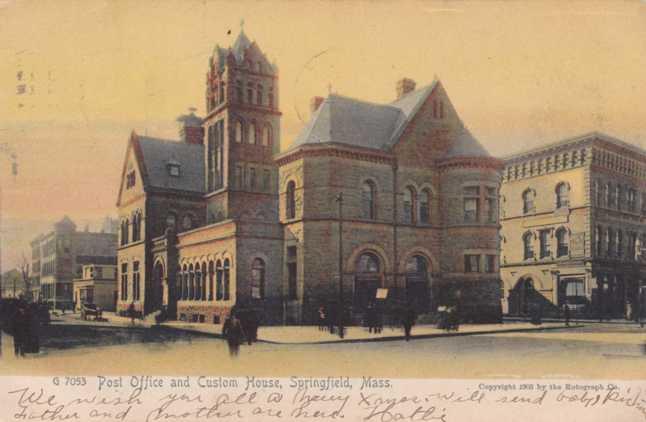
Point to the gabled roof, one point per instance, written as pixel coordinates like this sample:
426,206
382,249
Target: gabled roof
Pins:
466,145
379,126
587,137
349,121
158,153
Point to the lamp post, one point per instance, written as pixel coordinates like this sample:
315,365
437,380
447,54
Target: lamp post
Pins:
5,149
340,310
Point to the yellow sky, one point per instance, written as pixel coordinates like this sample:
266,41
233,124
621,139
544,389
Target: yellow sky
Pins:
519,73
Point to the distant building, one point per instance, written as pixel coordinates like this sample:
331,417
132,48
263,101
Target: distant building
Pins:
97,285
13,285
572,217
222,218
58,257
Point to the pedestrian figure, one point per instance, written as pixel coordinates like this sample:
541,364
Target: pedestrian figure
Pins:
322,318
131,313
408,321
34,329
234,333
371,318
250,325
332,316
20,328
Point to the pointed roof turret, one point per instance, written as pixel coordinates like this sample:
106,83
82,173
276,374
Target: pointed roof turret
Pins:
241,44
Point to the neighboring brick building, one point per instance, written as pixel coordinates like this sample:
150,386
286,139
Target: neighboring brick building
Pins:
572,217
222,218
58,257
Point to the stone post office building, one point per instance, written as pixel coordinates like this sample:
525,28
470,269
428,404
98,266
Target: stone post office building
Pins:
222,217
572,216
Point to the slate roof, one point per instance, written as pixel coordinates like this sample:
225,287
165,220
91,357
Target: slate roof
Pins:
240,46
159,153
353,122
238,49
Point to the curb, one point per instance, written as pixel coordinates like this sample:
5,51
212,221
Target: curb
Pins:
425,336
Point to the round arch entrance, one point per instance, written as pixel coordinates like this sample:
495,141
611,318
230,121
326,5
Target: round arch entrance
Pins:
522,296
418,292
367,279
157,290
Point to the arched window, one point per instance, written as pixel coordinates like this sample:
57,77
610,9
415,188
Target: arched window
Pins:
528,246
562,242
197,293
239,132
136,232
619,196
528,201
239,94
204,280
252,133
124,232
619,252
191,282
610,196
219,292
225,280
610,242
425,206
258,279
562,195
266,135
368,197
368,263
259,94
171,220
250,93
290,200
187,222
409,205
211,271
185,283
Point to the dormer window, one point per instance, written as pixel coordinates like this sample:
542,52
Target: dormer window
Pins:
130,179
173,169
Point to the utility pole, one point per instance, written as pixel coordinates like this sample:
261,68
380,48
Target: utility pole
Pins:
5,149
339,200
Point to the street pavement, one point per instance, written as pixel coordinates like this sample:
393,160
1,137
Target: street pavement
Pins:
312,335
607,351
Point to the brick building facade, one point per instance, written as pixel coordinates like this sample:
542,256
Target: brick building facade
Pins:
58,257
222,217
572,217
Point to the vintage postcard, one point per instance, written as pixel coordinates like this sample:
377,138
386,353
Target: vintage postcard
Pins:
361,211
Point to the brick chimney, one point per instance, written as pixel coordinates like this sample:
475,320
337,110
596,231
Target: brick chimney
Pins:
404,86
190,128
315,103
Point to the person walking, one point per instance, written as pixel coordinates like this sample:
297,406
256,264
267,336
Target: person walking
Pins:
20,328
322,318
409,319
131,313
234,333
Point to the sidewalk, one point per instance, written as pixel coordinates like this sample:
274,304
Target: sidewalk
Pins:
312,335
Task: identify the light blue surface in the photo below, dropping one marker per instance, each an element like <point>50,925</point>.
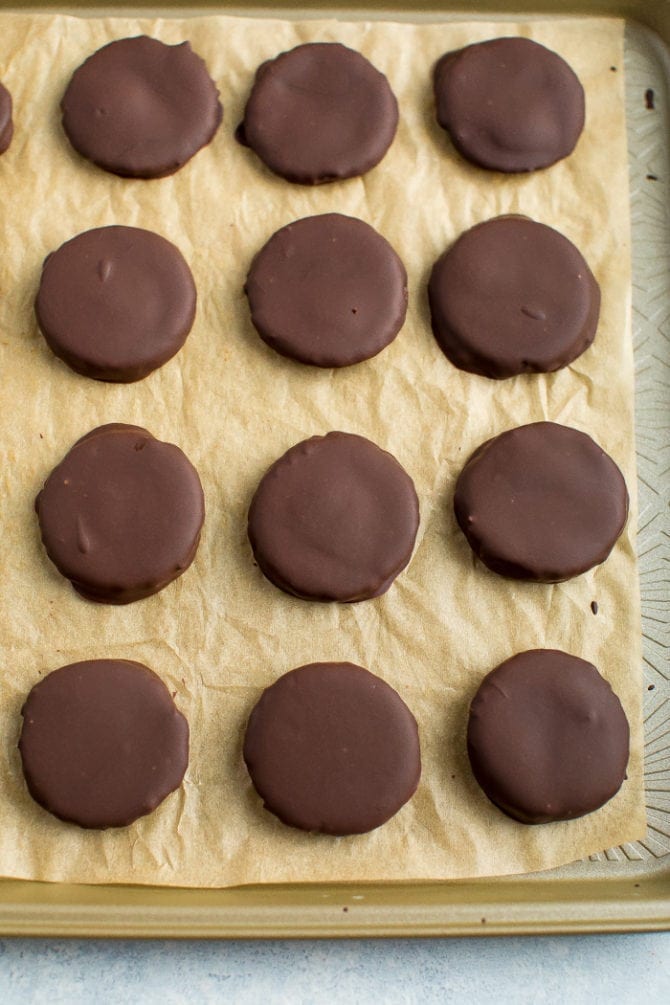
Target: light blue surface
<point>571,970</point>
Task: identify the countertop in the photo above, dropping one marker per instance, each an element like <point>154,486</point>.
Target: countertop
<point>573,969</point>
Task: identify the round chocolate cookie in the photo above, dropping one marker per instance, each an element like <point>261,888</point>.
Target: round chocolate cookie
<point>141,109</point>
<point>121,515</point>
<point>102,743</point>
<point>509,104</point>
<point>116,303</point>
<point>327,290</point>
<point>547,738</point>
<point>331,748</point>
<point>333,519</point>
<point>542,503</point>
<point>512,296</point>
<point>318,114</point>
<point>6,124</point>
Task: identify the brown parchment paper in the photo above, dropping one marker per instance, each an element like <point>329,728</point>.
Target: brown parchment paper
<point>221,633</point>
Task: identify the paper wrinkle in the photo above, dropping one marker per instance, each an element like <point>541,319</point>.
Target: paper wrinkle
<point>221,633</point>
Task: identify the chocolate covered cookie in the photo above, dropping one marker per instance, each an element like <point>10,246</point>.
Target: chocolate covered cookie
<point>541,503</point>
<point>327,290</point>
<point>547,738</point>
<point>121,515</point>
<point>102,743</point>
<point>6,123</point>
<point>141,109</point>
<point>333,519</point>
<point>511,296</point>
<point>319,113</point>
<point>116,303</point>
<point>509,104</point>
<point>331,748</point>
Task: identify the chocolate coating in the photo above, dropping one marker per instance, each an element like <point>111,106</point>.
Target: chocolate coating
<point>141,109</point>
<point>121,515</point>
<point>116,303</point>
<point>319,113</point>
<point>509,104</point>
<point>327,290</point>
<point>102,743</point>
<point>541,501</point>
<point>512,296</point>
<point>333,519</point>
<point>331,748</point>
<point>6,124</point>
<point>547,738</point>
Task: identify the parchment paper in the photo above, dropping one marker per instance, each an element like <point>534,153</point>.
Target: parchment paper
<point>222,633</point>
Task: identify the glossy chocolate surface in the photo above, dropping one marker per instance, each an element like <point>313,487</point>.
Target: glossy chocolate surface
<point>102,743</point>
<point>116,303</point>
<point>331,748</point>
<point>319,113</point>
<point>542,501</point>
<point>141,109</point>
<point>327,290</point>
<point>333,519</point>
<point>511,296</point>
<point>509,104</point>
<point>547,738</point>
<point>121,515</point>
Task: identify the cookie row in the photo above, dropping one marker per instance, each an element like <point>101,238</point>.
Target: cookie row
<point>329,748</point>
<point>319,113</point>
<point>510,296</point>
<point>335,519</point>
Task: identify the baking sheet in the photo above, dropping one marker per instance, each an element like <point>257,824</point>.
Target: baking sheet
<point>221,633</point>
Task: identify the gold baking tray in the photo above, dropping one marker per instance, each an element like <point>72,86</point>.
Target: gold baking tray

* **DIRECTIVE**
Except for the pictures, reproduce every line exactly.

* **EXERCISE SOLUTION**
Point to the gabled roof, one point per instance, written as pixel coordinates like this sample:
426,206
382,249
Target: gabled roof
Pins:
466,145
379,126
587,137
349,121
158,153
Point to the lamp post, one point per instance, written as pixel coordinates like this sample:
315,365
437,380
447,54
Target: lamp post
Pins:
5,149
340,310
Point to the yellow sky, one point per instance, written as pixel coordinates like this sample:
266,41
233,124
621,139
544,389
Target: yellow sky
Pins:
519,73
Point to the distant building, one point per instance, written as pixel coordinates like this sample:
331,417
132,48
263,101
Target: distant building
Pins:
97,285
13,285
572,217
222,218
58,257
Point to the pedestrian figure, one point per instance, written as pixel coordinates like this sample:
541,364
Target: pedestrian figure
Pins:
322,318
131,313
408,321
34,329
234,333
371,318
250,325
332,316
20,328
Point to the pointed roof turret, one point per instance, written as pixel coordinates like this sample:
106,83
82,173
276,374
Target: pointed roof turret
Pins:
241,44
Point to the neighboring brick building, one point per instance, written as pixel coordinates like this sample:
150,386
286,139
Target: neighboring brick building
Pins:
572,217
222,218
58,257
Point to the stone post office building, one point per instance, written as pixel coordinates like this sample:
525,28
470,269
428,404
98,266
Target: stone post office building
Pins:
222,217
572,216
Point to the slate roof, one point per instance, written as pixel coordinates like this sample:
225,287
165,220
91,357
Target: slate roof
Pins:
240,46
159,153
353,122
238,49
Point to the curb, one point per instance, written as pixel coordinates like this sample:
5,51
212,221
Target: curb
Pins:
425,336
Point to the round arch entrance, one point per instance, written as pixel coordinates like this sample:
495,141
611,318
230,121
326,5
Target: round arch entrance
Pins:
522,296
418,292
367,279
157,290
Point to the arched window, one point per instance, written as pixel coordinates like this sample:
57,77
610,9
415,188
Target: arched window
Pins:
528,246
562,242
197,293
239,132
136,232
619,196
528,201
239,94
204,280
252,133
124,232
619,252
191,282
610,196
219,292
225,280
610,242
425,206
258,279
562,195
266,135
368,197
368,263
259,94
171,220
250,93
290,200
187,222
409,205
211,271
185,283
Point to the dormer window, one point per instance, written as pixel coordinates like this sample:
542,52
Target: dormer window
Pins:
130,179
173,169
Point to the utility pole, one point per instance, written as pixel coordinates like this sample:
261,68
380,48
Target: utility pole
Pins:
5,149
339,200
Point to the street pavement, one point per instance, written as pixel coordinates like this sample:
393,160
1,137
Target: street pavement
Pins:
312,335
607,351
Point to the brick building facade, one point per instance, written as pixel coordinates like this sample:
542,256
Target: brick building facade
Pins:
58,257
222,217
572,217
Point to the vintage postcard, one point per instance, written as pixel coordinates like this sample:
377,138
386,353
Target: vintage postcard
Pins:
361,211
Point to the brick chimney, one point per instance, written as pixel coordinates like this sample:
475,320
337,110
596,231
Target: brick chimney
Pins:
404,86
190,128
315,103
Point to the person walking, one point per instance, written as pixel coordinates like this sample:
297,406
256,264
267,336
Target: person walking
Pins:
20,328
322,318
409,319
131,313
234,333
Point to the sidewalk, one point per instance, written as pixel coordinates like this sample:
274,304
Target: sidewalk
Pins:
312,335
Task: identify the light blue surface in the photo below, dropping one marker per instance, each an element like <point>50,925</point>.
Target: light blue surface
<point>571,970</point>
Task: identify the countertop in the photo above, dropping one marker per instance, each an element like <point>154,486</point>.
Target: countertop
<point>573,969</point>
Task: identify the round chocolate cookie in the photo above, dropping one marker per instance, each an element like <point>261,888</point>.
Target: round chocolate cookie
<point>141,109</point>
<point>121,515</point>
<point>102,743</point>
<point>509,104</point>
<point>116,303</point>
<point>327,290</point>
<point>547,738</point>
<point>331,748</point>
<point>333,519</point>
<point>542,503</point>
<point>512,296</point>
<point>318,114</point>
<point>6,124</point>
Task: identify the brown parchment paper in the photo above, dropping one marker per instance, each an element like <point>329,728</point>.
Target: brown parchment paper
<point>221,633</point>
Task: identify the paper wrinkle in the photo above, dropping one marker per instance, each an element like <point>541,319</point>.
Target: paper wrinkle
<point>221,633</point>
Task: identify the chocolate covered cookie in the photo above, dropping one marker per instance, each an element like <point>10,246</point>.
Target: chocolate covered cookie
<point>541,503</point>
<point>327,290</point>
<point>547,738</point>
<point>121,515</point>
<point>102,743</point>
<point>6,123</point>
<point>141,109</point>
<point>333,519</point>
<point>511,296</point>
<point>319,113</point>
<point>116,303</point>
<point>509,104</point>
<point>331,748</point>
Task: identify the chocolate coating in the photo above, dropping one marker per instance, each an element like <point>111,106</point>.
Target: chocolate coating
<point>141,109</point>
<point>121,515</point>
<point>116,303</point>
<point>319,113</point>
<point>509,104</point>
<point>327,290</point>
<point>102,743</point>
<point>541,501</point>
<point>512,296</point>
<point>333,519</point>
<point>331,748</point>
<point>6,124</point>
<point>547,738</point>
Task: identify the parchment paper in the photo above, dropping one marker per instance, each an element like <point>534,153</point>.
Target: parchment paper
<point>222,633</point>
Task: identify the glossy chocolate surface in the photo above, dropping one marker per instance, each an element like <point>313,487</point>.
Target: glossy chocolate surface
<point>102,743</point>
<point>116,303</point>
<point>331,748</point>
<point>319,113</point>
<point>542,501</point>
<point>141,109</point>
<point>327,290</point>
<point>333,519</point>
<point>511,296</point>
<point>509,104</point>
<point>547,738</point>
<point>121,515</point>
Task: identify the cookie row in the photo above, dropping one marker per instance, each an element like <point>101,238</point>.
Target: cookie row
<point>329,748</point>
<point>319,113</point>
<point>510,296</point>
<point>335,519</point>
Task: identify the baking sheet in the photo above, dropping one marker per instance, each an element like <point>257,824</point>.
Target: baking sheet
<point>221,633</point>
Task: identify the gold baking tray in the photo above, dropping one marker per instance, each an element like <point>72,86</point>.
Target: gold baking tray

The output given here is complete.